The records should be restated exactly from their first line through the line with "positive clicks: (255, 210)" in it.

Collected data:
——
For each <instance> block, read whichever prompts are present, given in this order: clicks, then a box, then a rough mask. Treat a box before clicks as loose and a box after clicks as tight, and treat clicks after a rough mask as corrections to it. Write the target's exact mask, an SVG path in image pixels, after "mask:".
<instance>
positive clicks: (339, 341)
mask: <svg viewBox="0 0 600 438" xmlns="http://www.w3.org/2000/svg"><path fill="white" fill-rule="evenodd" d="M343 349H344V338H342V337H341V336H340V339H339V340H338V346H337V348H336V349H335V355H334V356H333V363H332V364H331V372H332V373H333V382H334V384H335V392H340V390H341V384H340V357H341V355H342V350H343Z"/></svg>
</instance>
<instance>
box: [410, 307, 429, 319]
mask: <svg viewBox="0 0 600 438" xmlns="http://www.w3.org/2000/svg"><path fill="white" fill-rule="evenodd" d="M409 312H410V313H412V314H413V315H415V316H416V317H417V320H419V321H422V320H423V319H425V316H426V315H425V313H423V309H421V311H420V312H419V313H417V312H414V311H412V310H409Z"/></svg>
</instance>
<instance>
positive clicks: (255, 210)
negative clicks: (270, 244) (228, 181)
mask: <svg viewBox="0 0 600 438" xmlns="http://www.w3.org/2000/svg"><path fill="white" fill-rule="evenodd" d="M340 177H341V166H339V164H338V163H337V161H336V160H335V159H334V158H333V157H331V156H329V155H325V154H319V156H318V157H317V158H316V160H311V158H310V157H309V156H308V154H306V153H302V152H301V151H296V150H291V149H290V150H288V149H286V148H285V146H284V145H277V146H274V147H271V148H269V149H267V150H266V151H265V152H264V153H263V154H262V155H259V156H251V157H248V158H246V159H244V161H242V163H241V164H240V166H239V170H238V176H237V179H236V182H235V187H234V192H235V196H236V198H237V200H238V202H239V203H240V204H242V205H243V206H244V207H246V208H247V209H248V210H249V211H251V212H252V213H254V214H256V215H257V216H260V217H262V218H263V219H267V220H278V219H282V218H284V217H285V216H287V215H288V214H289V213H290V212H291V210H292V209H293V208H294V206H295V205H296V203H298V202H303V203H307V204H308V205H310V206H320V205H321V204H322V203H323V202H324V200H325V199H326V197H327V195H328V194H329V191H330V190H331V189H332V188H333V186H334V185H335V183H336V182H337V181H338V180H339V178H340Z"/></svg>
——
• ANSWER SECTION:
For each <instance> block, read whichever prompts are present, given in this order: clicks, then a box, then a rough mask. Treat a box before clicks as loose and a box after clicks as tight, and treat clicks after a rough mask as corrections to it. Write the target's exact mask, an SVG path in image pixels, after "mask:".
<instance>
positive clicks: (339, 341)
mask: <svg viewBox="0 0 600 438" xmlns="http://www.w3.org/2000/svg"><path fill="white" fill-rule="evenodd" d="M343 349H344V338H342V337H341V336H340V339H339V340H338V346H337V348H336V349H335V355H334V356H333V363H332V364H331V372H332V373H333V382H334V384H335V392H340V390H341V384H340V357H341V355H342V350H343Z"/></svg>
</instance>
<instance>
box: [410, 307, 429, 319]
mask: <svg viewBox="0 0 600 438" xmlns="http://www.w3.org/2000/svg"><path fill="white" fill-rule="evenodd" d="M409 312H410V313H412V314H413V315H415V316H416V317H417V320H419V321H422V320H423V319H425V316H426V315H425V313H423V309H421V311H420V312H419V313H417V312H414V311H412V310H409Z"/></svg>
</instance>
<instance>
positive clicks: (255, 210)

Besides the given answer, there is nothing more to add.